- **Problem**
Reproduce each of the records below word for word, keeping every line and number unchanged.

- **Data for this task**

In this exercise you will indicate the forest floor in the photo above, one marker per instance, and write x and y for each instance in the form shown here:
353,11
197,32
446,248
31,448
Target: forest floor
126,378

- **Exercise result**
In this exercise you will indicate the forest floor in the photo above, one marker per instance, and write x and y for each instance in the form shown here:
353,11
197,32
446,248
31,448
Target: forest floor
126,378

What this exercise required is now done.